**TEXT PROVIDED:**
Another thing to do is rub inside all of the new holes with your finger and make sure there are no sharp edges for your T to get injured on

---------- Post added 05-19-2014 at 04:06 PM ----------




Python said:


> I think I used a 3/32" bit and I varied the speed of the bit to cut through the center faster but slowed to a crawl to punch through the backside.


On hard plastic I use a 3/32" bit and heat the blunt end, not the drilling tip and melt the holes through it


----------



## vespers

I just use my drill too.


----------



## viper69

I use my drill in a hand drill press stand; I do this for all my AMAC and other containers.


----------



## TLover007

If its hard plastic just go slowly and let the drill bit "melt" the plastic... your bit can go relatively fast but do not apply pressure just let it start warming up. The friction between the tip and plastic will cause heat... but the best way for me still is to just take an metal object heat it up and go pokie... 

Im crazy... and I Love Ts!!!!


----------



## Formerphobe

I have a lot of Container Store enclosures. I use a high speed drill.  Bits from 1/16 to 5/32 depending on the size of the container and intended inhabitant.  No pressure, let the weight of the drill carry the bit through.  I've never had one crack.
For other types of plastic (large pretzel jars, tupperware type stuff, etc) I use a soldering iron with variable sized tips.  
For deli and condiment cups a large gauge hypodermic needle works great.  The beveled edge slides right through with a gentle twist.  I always poke holes in these from the inside out so the sharp edge is to the outside away from the slings.

**CHALLENGE 1:**
Answer these questions from the thread about making holes in plastic containers, one line each:
(a) On hard plastic, what size bit does the reply to Python's quoted post use, and which end of it gets heated?
(b) Which user drills with the drill mounted in a hand drill press stand?
(c) What tool does Formerphobe say works great for deli and condiment cups?
**CHALLENGE 2:** Extend the thread about making holes in plastic containers, picking up right after its final sentence.

**EXTRACTED DATA:**
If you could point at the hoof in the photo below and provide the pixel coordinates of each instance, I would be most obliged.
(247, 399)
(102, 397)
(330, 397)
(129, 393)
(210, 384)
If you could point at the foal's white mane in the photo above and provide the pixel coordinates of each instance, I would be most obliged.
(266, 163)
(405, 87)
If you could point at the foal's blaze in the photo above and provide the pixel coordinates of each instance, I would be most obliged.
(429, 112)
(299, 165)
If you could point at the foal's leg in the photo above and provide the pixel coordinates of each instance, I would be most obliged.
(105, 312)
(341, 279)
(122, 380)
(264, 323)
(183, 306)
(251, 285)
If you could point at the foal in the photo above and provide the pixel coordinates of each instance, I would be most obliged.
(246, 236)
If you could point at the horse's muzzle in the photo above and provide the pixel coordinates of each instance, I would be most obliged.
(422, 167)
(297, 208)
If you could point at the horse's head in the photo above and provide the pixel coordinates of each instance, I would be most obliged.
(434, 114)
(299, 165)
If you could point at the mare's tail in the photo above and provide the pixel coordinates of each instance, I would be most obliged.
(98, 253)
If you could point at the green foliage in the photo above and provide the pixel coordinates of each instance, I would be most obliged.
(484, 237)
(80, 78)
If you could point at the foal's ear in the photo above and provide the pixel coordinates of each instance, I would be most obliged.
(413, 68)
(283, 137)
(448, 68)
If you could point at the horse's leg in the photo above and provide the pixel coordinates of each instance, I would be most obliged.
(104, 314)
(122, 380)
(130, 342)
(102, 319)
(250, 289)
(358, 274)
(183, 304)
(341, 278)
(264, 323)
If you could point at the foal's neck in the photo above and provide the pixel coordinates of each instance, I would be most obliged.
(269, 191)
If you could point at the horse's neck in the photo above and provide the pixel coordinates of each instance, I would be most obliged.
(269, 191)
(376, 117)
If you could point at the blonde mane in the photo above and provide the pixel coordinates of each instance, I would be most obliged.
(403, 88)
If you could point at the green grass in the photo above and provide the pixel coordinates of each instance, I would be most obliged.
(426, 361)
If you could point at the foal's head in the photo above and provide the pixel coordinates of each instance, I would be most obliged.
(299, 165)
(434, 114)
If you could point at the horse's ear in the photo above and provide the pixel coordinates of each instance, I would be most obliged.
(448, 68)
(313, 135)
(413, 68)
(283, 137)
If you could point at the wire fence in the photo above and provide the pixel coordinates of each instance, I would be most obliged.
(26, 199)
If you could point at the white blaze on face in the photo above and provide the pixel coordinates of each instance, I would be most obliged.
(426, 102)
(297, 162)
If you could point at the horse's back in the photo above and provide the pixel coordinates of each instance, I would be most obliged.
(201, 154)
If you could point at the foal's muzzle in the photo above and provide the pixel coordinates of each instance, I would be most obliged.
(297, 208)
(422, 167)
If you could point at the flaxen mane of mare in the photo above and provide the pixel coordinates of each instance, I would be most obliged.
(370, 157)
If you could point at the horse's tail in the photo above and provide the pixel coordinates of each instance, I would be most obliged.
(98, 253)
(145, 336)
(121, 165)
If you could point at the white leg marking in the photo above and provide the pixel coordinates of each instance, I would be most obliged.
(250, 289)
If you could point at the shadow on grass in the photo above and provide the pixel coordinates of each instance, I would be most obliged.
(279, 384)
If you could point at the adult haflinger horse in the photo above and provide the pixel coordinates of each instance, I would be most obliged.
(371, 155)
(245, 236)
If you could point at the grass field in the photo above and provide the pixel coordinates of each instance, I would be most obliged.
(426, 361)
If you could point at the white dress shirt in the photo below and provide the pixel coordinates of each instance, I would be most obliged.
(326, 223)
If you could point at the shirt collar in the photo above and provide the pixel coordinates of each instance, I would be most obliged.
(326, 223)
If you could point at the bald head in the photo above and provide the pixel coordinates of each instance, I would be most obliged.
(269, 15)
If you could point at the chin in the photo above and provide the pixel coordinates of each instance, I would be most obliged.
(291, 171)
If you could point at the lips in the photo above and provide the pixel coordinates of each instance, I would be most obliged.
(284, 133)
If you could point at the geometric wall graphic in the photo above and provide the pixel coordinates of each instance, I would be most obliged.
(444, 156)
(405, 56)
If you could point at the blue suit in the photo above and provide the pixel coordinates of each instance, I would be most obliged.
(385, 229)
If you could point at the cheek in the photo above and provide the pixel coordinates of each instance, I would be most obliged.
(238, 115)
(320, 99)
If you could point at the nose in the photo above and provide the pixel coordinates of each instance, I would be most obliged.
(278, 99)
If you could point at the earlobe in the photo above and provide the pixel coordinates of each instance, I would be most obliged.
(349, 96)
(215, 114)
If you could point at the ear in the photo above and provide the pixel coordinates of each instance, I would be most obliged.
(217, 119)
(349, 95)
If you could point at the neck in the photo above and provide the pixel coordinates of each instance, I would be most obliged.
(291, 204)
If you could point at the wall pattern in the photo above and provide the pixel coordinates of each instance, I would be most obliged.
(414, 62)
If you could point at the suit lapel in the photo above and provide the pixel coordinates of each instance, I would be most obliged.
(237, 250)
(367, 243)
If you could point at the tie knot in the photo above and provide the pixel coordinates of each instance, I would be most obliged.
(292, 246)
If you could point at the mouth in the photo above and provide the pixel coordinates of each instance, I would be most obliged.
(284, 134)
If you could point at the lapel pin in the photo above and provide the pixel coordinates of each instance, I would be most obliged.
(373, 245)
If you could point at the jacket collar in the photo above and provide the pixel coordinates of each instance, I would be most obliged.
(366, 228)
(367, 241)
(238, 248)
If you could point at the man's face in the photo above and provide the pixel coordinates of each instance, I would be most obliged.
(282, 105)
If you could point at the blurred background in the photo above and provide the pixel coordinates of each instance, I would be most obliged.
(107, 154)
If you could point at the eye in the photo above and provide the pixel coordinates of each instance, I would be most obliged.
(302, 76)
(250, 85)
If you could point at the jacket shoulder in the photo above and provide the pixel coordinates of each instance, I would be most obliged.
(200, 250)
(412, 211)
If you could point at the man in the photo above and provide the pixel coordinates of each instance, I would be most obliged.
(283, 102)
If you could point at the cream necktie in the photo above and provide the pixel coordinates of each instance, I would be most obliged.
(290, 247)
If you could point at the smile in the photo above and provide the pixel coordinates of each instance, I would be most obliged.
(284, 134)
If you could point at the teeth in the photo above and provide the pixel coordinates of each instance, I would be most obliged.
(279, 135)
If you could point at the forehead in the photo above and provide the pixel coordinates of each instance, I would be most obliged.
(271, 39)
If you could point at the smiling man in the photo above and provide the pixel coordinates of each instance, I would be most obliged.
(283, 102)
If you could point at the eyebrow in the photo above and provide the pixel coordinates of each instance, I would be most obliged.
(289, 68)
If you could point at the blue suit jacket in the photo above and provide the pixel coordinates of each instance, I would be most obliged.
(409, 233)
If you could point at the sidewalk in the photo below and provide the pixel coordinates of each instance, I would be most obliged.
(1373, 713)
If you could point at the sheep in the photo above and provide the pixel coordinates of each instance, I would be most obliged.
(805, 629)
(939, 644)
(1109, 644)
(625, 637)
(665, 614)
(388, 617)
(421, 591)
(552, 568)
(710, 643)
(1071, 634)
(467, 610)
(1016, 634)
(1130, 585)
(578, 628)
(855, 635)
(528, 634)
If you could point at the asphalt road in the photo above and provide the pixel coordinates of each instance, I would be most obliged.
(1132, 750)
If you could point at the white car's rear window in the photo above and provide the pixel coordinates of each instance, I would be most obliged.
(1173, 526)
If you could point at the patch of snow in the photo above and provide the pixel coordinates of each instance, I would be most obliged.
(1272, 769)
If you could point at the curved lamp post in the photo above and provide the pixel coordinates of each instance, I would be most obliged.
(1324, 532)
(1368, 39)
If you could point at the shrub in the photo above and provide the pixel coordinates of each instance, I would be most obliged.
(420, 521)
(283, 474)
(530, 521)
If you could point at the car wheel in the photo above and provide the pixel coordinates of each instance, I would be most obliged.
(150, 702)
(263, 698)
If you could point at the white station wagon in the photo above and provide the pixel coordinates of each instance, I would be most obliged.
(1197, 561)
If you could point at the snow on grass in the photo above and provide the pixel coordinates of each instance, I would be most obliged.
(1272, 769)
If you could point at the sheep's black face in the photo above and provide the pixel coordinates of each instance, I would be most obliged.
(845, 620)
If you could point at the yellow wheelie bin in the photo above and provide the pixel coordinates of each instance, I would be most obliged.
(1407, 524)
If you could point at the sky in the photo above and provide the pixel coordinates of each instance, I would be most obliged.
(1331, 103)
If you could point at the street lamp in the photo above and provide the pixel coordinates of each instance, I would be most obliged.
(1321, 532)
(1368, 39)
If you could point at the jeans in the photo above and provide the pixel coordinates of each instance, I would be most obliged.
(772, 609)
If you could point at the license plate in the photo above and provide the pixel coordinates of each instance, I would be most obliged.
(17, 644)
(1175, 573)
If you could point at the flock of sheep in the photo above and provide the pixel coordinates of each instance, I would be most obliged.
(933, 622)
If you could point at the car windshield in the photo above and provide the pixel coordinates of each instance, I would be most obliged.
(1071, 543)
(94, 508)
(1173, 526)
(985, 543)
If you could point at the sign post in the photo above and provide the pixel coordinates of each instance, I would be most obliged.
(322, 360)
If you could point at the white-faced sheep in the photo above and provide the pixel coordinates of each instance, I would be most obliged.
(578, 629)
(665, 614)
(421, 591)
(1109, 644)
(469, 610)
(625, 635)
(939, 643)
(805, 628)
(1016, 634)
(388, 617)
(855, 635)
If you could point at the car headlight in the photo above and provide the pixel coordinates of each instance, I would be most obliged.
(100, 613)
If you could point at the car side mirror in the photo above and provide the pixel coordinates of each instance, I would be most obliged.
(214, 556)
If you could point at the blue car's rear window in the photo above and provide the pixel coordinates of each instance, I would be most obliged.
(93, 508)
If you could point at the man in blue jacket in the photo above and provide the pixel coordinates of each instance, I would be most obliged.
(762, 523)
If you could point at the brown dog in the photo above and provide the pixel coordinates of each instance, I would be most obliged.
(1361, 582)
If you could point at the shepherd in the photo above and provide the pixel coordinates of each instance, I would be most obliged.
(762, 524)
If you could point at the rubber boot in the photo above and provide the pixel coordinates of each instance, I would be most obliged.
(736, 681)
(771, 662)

**EXERCISE RESULT 1:**
(a) A 3/32" bit, heated at the blunt end rather than the drilling tip.
(b) viper69.
(c) A large gauge hypodermic needle.

**EXERCISE RESULT 2:**
----------



## MarkmD

Using a drill is gud as its usually easy, most of the time i heat a small screwdriver with a lighter then melt it.


----------



## Beary Strange

You can control the size of the hole made by a soldering iron, it just depends on how hard you press and how hot it is at the time. My SO makes holes small enough for 3/4 slings not to be able to get through to larger holes for up to 6" adults, all with the same iron tip. For smaller holes we just use push pins or slender heated nails.


----------



## antinous

How big can the holes be for 1/3" and 1.25" T's be? I was thinking about using a heated needle for the 1/3" but what size of drill bits are used? 


Sent from my iPhone using Tapatalk


----------



## dementedlullaby

I have a dremel but depending on the type of plastic it can be a pain. So I also have a hook screw thing. Take my butane lighter to it, heat it up nice and hot and it usually pokes two-three holes depending on how fast I am. Normal flick lighters are a pain so I avoid them. Butane lighters work so much quicker and just better overall. Clean it up with a little file after. The vials don't look perfect due to slight scratches with the file but it works just fine for the slings. 

My biggest is still juvie sized but I wanted to make the enclosure look nice so I went the dremel route as it's more uniform.


----------



## Chicken Farmer

On soft plastic iv'e used a push pin. After I poke the holes I do the otherside/inside it makes the holes a little bigger.  On other stuff I heat a needle up with a lighter or stovetop. I've also used nails. Basically something metal and the size you want...


----------



## antinous

Thanks for the replies! So a push pin sized hole would be good for a 1/3rd inch sling? Or would a smaller nail/drill bit be better? 


Sent from my iPhone using Tapatalk


----------



## TLover007

theReptileGuy said:


> Thanks for the replies! So a push pin sized hole would be good for a 1/3rd inch sling? Or would a smaller nail/drill bit be better?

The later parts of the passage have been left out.